## What you are asked to do
Give back all of the records underneath exactly, with no omissions.
[Opening Provided records section]
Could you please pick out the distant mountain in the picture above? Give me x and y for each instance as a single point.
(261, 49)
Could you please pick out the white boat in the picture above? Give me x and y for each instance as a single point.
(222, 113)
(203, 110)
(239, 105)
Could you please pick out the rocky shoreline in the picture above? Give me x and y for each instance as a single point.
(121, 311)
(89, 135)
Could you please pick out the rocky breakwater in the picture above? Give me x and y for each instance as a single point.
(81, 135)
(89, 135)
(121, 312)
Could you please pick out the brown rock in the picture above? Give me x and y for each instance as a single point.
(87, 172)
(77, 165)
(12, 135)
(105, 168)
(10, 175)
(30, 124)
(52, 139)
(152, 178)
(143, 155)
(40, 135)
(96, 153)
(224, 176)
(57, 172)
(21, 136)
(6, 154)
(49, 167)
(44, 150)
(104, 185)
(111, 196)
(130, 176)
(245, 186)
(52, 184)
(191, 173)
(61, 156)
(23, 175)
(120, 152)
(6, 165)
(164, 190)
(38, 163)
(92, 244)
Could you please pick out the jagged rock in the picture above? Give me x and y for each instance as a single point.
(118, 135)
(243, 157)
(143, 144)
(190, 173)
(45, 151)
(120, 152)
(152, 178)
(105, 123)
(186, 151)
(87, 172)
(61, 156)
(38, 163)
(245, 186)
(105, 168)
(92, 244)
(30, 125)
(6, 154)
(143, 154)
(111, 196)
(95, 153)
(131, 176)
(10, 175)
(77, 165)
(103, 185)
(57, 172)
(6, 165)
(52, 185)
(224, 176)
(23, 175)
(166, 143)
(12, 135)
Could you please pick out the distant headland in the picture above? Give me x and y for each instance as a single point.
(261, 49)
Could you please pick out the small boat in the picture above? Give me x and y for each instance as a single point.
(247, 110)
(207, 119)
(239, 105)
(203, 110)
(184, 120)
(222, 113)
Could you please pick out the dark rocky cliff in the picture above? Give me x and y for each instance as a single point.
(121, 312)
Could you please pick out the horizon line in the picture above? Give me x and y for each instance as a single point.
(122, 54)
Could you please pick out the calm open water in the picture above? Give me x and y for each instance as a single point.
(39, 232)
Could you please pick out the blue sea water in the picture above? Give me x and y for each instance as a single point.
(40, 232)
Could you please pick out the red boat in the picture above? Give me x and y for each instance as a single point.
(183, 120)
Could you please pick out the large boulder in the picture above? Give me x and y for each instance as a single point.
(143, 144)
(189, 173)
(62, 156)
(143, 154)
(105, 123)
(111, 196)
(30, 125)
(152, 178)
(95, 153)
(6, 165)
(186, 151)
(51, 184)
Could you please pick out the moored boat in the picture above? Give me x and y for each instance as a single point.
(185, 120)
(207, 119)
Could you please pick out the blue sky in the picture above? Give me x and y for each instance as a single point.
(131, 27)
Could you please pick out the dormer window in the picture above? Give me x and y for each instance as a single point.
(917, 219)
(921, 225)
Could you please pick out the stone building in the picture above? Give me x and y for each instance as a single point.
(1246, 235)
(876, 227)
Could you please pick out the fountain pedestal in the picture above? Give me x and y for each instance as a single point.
[Closing Provided records section]
## Solution to the problem
Could you please pick out the distant mountain in the picture above? Give me x and y for each instance as a single point.
(261, 49)
Could you please pick out the white boat in the picture above? Give me x and y for each instance as a single point.
(222, 113)
(203, 110)
(239, 105)
Could you please pick out the rocky shoreline in the picture above? Give me x and y for each instance as a single point.
(121, 311)
(89, 135)
Could you please pick out the rocky breakwater in the picture above? Give me x and y for each instance as a single point.
(81, 135)
(89, 135)
(121, 312)
Could you please pick out the brown rock in the picture above? Give me x and y for each instance as a single point.
(87, 172)
(77, 165)
(12, 135)
(105, 168)
(10, 175)
(30, 124)
(52, 139)
(152, 178)
(143, 155)
(40, 135)
(96, 153)
(224, 176)
(57, 172)
(21, 136)
(6, 154)
(49, 167)
(44, 150)
(104, 185)
(111, 196)
(130, 176)
(245, 186)
(52, 184)
(191, 173)
(61, 156)
(23, 175)
(120, 152)
(6, 165)
(164, 190)
(38, 163)
(92, 244)
Could you please pick out the jagged rock in the picture above? Give me x and y for each instance as a single point.
(118, 135)
(243, 157)
(143, 144)
(190, 173)
(45, 151)
(120, 152)
(152, 178)
(105, 123)
(186, 151)
(87, 172)
(61, 156)
(38, 163)
(245, 186)
(105, 168)
(92, 244)
(30, 125)
(6, 154)
(143, 154)
(111, 196)
(95, 153)
(131, 176)
(10, 175)
(77, 165)
(103, 185)
(57, 172)
(6, 165)
(52, 185)
(224, 176)
(23, 175)
(166, 143)
(12, 135)
Could you please pick out the distant headland in the picture above? Give me x and y for each instance as a single point.
(261, 49)
Could you please pick out the small boat in the picture above? Give me x and y for each instance as a single point.
(247, 110)
(207, 119)
(239, 105)
(203, 110)
(184, 120)
(222, 113)
Could you please pick out the dark rocky cliff in the picture above? Give me x and y for each instance as a single point.
(121, 312)
Could you please pick out the horizon line in the picture above? Give me x and y for each instance as a single point.
(122, 54)
Could you please pick out the calm open water in the picture above? Give me x and y for each instance as a single point.
(39, 232)
Could you please pick out the blue sea water in the picture above? Give me x and y for each instance as a single point.
(40, 232)
Could you please pick out the red boat in the picture above? Give me x and y for each instance as a single point.
(183, 120)
Could you please pick out the large boulder in the picture above? Give me x and y for each instance as a single point.
(143, 144)
(189, 173)
(62, 156)
(143, 154)
(105, 123)
(111, 196)
(30, 125)
(152, 178)
(95, 153)
(6, 165)
(186, 151)
(51, 184)
Could you please pick out the moored boat in the picture above? Give me x and y for each instance as a single point.
(185, 120)
(207, 119)
Could you please pick out the blue sky in the picture above? Give me x and y for each instance as a single point.
(131, 27)
Could you please pick out the dormer window in the picture above? Give me x and y for each instance as a single point.
(917, 219)
(921, 225)
Could you please pick out the stone building in the picture above? Give me x and y for each instance as a single point.
(1246, 235)
(876, 227)
Could you please pick out the fountain pedestal in the picture above? Give me x and y for each instance as a single point.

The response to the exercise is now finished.